**Exercise directions**
The line containing "Objective - one point per instance of the double" and every line after it, through the end of the records below: repeat them exactly, nothing more.

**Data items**

::::

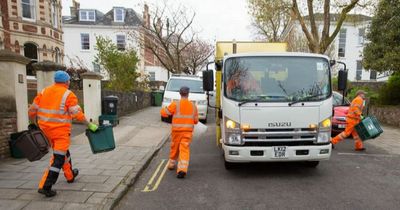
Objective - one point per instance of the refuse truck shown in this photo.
(271, 105)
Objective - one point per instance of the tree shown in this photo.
(382, 53)
(195, 56)
(308, 14)
(168, 35)
(319, 42)
(271, 18)
(121, 66)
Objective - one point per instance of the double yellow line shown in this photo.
(150, 182)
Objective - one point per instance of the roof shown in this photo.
(131, 18)
(349, 18)
(280, 54)
(183, 76)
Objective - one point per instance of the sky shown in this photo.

::::

**Result below**
Objective - one point per instance of the double yellow line shown in this photo.
(150, 182)
Objective - one point per instance of the roof shown in this photo.
(131, 18)
(349, 18)
(280, 54)
(183, 76)
Objective - one point per instance of the sky shown in this photo.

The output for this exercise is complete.